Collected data
════════════════

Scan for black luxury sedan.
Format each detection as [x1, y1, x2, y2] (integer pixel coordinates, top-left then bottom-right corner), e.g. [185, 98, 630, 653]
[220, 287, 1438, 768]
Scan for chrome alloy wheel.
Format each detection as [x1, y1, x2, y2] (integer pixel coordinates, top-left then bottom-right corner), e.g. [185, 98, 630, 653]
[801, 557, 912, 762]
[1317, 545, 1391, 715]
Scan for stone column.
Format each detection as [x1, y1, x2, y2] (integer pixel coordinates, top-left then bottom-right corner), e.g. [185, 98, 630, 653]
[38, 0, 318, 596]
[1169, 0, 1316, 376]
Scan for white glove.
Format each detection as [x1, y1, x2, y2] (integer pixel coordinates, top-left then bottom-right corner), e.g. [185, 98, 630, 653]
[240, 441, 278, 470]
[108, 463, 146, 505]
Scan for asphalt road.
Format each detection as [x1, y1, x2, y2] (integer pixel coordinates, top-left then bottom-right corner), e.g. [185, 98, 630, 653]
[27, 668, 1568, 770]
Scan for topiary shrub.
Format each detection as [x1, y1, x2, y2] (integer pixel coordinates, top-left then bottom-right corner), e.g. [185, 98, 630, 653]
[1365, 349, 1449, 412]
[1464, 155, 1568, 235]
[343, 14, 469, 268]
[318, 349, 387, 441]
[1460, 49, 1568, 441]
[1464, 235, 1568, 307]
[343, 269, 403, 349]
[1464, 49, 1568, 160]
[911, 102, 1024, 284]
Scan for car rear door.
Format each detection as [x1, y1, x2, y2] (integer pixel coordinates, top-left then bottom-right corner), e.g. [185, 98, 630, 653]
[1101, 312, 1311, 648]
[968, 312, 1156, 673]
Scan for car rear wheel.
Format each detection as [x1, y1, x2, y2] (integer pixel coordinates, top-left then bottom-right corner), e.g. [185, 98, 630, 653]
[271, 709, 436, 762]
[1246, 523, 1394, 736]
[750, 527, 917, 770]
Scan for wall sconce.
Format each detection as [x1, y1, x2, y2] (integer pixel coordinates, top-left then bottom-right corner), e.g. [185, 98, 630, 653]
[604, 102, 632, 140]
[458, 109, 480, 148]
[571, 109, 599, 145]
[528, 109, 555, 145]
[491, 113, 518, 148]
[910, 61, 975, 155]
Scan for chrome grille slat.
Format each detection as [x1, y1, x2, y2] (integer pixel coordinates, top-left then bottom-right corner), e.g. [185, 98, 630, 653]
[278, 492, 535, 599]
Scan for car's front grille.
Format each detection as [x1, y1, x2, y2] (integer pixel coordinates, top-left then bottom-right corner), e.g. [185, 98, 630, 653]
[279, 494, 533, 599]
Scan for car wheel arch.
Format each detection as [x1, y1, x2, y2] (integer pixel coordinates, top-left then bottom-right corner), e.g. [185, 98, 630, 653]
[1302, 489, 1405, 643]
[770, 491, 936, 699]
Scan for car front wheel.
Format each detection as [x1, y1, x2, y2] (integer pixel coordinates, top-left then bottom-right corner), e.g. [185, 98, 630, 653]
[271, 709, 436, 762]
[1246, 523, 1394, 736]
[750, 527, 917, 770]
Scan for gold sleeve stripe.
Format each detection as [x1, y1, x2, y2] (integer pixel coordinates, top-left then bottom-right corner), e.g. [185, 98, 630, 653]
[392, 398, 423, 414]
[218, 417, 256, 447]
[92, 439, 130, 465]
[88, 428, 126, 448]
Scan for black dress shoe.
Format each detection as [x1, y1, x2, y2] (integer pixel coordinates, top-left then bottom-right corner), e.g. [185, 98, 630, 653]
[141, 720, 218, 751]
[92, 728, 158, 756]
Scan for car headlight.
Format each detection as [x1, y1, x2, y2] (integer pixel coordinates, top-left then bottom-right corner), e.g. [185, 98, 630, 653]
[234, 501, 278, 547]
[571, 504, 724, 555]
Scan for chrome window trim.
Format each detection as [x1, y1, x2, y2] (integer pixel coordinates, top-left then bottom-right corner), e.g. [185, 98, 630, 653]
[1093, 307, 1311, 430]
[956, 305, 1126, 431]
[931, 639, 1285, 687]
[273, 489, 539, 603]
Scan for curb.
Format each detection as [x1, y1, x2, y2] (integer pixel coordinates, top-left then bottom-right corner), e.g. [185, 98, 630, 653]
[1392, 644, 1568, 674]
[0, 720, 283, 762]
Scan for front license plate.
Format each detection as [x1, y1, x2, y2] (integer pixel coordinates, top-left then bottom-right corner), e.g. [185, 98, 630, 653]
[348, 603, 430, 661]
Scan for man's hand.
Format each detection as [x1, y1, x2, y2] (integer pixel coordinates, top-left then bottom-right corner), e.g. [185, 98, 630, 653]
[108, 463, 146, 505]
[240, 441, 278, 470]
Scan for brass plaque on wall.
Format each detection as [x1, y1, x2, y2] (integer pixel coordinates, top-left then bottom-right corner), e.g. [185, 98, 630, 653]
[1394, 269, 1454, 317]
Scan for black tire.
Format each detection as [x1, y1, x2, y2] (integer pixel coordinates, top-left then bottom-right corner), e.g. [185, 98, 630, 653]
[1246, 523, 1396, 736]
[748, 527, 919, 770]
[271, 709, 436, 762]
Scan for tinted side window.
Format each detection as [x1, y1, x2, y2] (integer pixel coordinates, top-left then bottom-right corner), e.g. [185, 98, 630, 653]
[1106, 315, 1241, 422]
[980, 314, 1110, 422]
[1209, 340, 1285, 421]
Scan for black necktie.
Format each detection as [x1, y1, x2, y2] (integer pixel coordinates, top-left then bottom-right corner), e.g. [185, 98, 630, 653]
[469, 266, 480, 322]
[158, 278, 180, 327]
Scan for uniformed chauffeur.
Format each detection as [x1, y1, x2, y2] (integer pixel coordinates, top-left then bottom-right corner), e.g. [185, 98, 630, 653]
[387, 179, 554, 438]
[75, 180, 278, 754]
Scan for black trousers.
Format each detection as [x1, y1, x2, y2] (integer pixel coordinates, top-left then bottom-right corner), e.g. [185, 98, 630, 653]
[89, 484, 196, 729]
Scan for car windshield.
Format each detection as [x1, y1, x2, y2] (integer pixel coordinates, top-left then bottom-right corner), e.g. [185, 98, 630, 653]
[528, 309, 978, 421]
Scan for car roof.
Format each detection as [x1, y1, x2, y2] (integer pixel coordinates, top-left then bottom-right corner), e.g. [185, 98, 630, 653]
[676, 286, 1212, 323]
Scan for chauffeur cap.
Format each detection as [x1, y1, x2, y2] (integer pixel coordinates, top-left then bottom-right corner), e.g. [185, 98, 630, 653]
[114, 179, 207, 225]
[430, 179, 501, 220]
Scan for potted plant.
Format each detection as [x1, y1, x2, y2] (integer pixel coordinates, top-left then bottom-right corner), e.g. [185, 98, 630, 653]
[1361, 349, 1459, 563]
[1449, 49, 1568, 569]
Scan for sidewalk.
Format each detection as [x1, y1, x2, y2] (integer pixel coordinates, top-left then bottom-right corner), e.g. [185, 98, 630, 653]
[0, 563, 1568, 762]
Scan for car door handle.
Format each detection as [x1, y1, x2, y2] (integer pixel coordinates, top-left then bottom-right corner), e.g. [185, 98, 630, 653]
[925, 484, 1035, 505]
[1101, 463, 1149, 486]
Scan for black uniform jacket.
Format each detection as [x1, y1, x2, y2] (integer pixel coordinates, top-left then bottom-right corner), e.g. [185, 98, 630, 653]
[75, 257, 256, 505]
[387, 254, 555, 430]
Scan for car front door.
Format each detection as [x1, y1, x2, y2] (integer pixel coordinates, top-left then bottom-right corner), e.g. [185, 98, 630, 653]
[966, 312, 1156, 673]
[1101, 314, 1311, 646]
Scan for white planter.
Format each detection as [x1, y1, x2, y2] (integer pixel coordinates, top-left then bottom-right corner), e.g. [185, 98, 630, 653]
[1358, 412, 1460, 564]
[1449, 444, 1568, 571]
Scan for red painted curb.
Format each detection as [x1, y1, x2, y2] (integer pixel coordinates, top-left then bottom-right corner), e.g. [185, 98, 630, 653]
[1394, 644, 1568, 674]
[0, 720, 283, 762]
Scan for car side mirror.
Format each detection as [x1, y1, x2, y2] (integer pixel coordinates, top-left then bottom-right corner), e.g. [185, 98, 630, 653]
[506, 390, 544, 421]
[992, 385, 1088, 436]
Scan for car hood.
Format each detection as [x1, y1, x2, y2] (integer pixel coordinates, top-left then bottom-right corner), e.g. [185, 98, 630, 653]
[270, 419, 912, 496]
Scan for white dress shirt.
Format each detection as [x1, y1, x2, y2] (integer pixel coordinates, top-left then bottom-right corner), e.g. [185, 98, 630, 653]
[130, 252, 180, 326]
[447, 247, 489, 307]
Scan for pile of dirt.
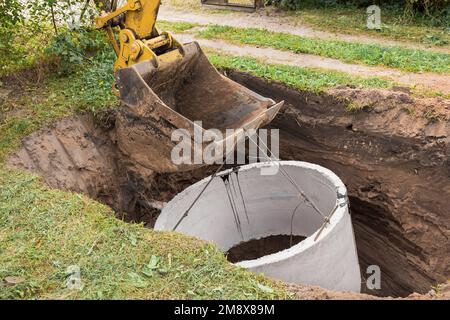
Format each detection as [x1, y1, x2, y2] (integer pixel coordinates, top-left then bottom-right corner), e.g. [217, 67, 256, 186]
[10, 72, 450, 297]
[227, 235, 306, 263]
[228, 73, 450, 297]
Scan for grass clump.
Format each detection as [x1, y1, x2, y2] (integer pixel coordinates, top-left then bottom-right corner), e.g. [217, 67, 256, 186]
[208, 53, 393, 92]
[0, 167, 289, 299]
[198, 25, 450, 73]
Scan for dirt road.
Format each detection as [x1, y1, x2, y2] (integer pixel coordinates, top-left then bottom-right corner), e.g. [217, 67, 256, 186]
[159, 4, 450, 53]
[176, 34, 450, 95]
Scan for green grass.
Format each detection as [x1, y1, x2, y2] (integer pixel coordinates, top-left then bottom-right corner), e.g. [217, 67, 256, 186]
[198, 26, 450, 73]
[0, 167, 289, 299]
[0, 55, 118, 162]
[167, 0, 450, 49]
[208, 53, 393, 92]
[285, 3, 450, 47]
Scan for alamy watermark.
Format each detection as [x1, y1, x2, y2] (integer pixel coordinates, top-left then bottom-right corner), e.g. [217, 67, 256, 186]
[171, 121, 280, 175]
[366, 265, 381, 290]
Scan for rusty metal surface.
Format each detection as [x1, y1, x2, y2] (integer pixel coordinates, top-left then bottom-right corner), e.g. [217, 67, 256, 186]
[116, 42, 282, 172]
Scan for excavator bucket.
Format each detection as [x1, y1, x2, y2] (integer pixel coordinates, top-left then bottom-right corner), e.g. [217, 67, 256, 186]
[116, 42, 283, 172]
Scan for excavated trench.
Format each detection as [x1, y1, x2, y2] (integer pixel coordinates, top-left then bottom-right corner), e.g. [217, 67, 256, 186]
[10, 71, 450, 297]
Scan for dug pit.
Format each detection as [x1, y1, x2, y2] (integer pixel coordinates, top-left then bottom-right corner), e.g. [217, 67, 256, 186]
[10, 71, 450, 297]
[155, 161, 361, 292]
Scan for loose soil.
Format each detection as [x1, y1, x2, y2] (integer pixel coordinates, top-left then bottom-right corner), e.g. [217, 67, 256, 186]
[227, 235, 306, 263]
[9, 70, 450, 297]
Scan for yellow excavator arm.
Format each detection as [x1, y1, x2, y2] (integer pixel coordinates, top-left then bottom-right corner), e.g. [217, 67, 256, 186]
[96, 0, 182, 71]
[96, 0, 283, 172]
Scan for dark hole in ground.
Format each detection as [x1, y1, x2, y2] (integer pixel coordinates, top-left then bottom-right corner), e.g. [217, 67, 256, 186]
[227, 235, 306, 263]
[11, 72, 450, 296]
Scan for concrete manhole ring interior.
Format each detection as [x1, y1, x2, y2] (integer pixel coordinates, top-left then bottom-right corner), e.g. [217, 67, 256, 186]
[155, 161, 361, 292]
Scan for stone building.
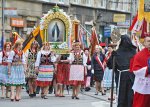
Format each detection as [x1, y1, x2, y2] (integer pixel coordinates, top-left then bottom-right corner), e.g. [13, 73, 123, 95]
[0, 0, 137, 41]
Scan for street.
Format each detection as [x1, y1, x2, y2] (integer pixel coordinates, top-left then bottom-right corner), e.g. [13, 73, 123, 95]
[0, 88, 115, 107]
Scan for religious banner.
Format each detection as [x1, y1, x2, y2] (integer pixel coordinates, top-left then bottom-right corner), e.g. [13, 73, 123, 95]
[144, 0, 150, 12]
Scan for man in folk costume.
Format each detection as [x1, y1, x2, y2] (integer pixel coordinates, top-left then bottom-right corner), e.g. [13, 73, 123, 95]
[108, 35, 136, 107]
[35, 42, 56, 99]
[68, 41, 87, 99]
[131, 36, 150, 107]
[0, 42, 11, 99]
[26, 41, 38, 98]
[91, 45, 105, 95]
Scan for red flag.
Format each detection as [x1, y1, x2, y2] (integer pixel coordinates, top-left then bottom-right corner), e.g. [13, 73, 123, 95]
[129, 14, 138, 31]
[91, 27, 99, 55]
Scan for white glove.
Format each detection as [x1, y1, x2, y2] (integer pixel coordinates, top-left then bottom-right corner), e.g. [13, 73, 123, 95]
[91, 69, 94, 74]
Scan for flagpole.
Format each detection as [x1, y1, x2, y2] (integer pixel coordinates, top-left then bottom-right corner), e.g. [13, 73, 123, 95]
[1, 0, 5, 48]
[80, 24, 91, 35]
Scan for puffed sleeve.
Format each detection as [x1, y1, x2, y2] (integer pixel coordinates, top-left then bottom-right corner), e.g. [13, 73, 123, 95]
[68, 53, 74, 63]
[7, 51, 15, 63]
[35, 51, 41, 67]
[51, 55, 57, 62]
[0, 52, 3, 63]
[22, 53, 26, 64]
[83, 53, 88, 66]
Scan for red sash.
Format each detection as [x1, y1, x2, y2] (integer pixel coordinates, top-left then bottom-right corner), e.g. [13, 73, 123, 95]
[103, 52, 111, 69]
[95, 56, 104, 71]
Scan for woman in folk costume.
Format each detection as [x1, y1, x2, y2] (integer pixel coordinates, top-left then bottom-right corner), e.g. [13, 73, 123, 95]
[84, 48, 92, 91]
[68, 41, 87, 99]
[8, 41, 26, 101]
[56, 54, 70, 97]
[0, 42, 11, 99]
[91, 45, 105, 95]
[108, 35, 136, 107]
[26, 41, 38, 97]
[35, 42, 56, 99]
[103, 46, 113, 89]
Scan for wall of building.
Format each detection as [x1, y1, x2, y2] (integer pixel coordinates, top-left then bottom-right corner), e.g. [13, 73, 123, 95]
[0, 0, 136, 42]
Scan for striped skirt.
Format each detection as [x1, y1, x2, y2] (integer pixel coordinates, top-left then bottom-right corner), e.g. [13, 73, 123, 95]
[37, 65, 54, 87]
[103, 67, 112, 88]
[0, 65, 8, 85]
[8, 65, 25, 86]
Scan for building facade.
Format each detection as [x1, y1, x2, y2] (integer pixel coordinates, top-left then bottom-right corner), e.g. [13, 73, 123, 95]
[0, 0, 137, 41]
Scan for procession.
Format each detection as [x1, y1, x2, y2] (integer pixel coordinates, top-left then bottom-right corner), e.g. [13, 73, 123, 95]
[0, 0, 150, 107]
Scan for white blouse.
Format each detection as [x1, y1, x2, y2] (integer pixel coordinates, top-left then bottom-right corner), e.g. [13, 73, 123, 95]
[35, 50, 56, 67]
[7, 51, 26, 64]
[68, 52, 88, 66]
[0, 51, 10, 63]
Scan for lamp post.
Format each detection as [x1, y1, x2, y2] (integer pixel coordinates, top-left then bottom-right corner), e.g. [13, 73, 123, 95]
[1, 0, 5, 49]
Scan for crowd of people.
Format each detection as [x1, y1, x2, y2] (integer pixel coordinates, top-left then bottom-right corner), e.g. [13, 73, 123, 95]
[0, 35, 150, 107]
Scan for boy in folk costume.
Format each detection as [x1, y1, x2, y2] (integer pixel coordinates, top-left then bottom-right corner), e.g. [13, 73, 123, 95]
[0, 42, 11, 99]
[35, 42, 56, 99]
[8, 41, 26, 101]
[68, 41, 87, 99]
[130, 36, 150, 107]
[26, 41, 38, 98]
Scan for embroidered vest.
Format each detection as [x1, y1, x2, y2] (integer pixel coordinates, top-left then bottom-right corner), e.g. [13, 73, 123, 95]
[72, 52, 83, 65]
[40, 53, 53, 65]
[12, 51, 23, 63]
[2, 51, 8, 65]
[28, 50, 37, 63]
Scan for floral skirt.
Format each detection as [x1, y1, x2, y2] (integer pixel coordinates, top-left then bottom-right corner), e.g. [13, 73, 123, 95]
[36, 65, 54, 87]
[26, 62, 37, 79]
[8, 65, 25, 86]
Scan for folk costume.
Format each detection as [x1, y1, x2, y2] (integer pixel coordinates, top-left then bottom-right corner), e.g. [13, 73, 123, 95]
[35, 50, 56, 87]
[56, 54, 70, 85]
[26, 41, 38, 98]
[91, 52, 105, 82]
[103, 52, 112, 88]
[0, 50, 10, 85]
[69, 50, 87, 86]
[8, 49, 26, 86]
[0, 42, 11, 98]
[26, 49, 37, 78]
[131, 48, 150, 107]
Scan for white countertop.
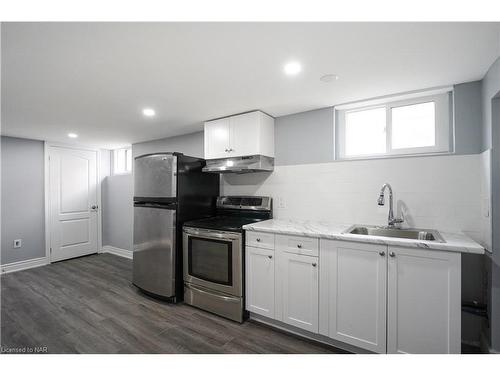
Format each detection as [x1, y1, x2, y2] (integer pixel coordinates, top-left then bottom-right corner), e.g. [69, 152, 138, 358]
[243, 219, 484, 254]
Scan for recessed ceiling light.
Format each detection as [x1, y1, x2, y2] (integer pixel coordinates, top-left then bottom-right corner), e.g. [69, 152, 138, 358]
[142, 108, 156, 117]
[283, 61, 302, 76]
[319, 74, 339, 83]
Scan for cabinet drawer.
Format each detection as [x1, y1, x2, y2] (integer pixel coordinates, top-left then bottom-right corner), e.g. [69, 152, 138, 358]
[245, 231, 274, 250]
[276, 235, 319, 257]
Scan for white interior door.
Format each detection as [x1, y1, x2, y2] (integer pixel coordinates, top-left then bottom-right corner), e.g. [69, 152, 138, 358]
[48, 146, 98, 262]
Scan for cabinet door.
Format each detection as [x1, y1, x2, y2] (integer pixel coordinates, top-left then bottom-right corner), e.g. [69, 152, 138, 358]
[245, 246, 274, 318]
[229, 112, 260, 157]
[276, 252, 319, 333]
[205, 118, 230, 159]
[320, 240, 387, 353]
[387, 247, 461, 353]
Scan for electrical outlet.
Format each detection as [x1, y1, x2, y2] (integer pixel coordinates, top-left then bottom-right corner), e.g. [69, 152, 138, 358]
[278, 197, 286, 208]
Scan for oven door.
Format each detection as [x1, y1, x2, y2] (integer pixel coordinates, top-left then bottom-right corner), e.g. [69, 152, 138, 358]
[183, 228, 243, 297]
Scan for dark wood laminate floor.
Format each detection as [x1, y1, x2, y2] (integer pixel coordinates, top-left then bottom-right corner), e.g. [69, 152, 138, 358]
[1, 254, 348, 353]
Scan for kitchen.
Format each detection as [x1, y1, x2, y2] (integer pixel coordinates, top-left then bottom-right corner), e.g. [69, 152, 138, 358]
[1, 14, 500, 374]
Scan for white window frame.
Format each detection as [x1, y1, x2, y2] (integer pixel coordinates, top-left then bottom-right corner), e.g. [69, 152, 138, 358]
[335, 89, 453, 160]
[111, 147, 133, 176]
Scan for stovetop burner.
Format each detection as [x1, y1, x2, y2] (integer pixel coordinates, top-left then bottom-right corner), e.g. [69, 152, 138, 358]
[184, 196, 272, 232]
[184, 216, 267, 232]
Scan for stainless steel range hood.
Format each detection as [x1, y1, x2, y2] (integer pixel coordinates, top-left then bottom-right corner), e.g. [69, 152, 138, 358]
[203, 155, 274, 173]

════════════════

◆ TASK DETAILS ◆
Copy the lines from the one holding "Scan for car hood." through the one holding "[270, 419, 912, 496]", inclusive, swapping "car hood" for "vehicle hood" and leaving everything else as it is.

◆ SOLVED EXERCISE ◆
Scan for vehicle hood.
Format each detection as [x1, y1, x2, y2] (integer pixel coordinates, top-left then bottom-right corner), e.g. [185, 98, 630, 653]
[270, 419, 912, 496]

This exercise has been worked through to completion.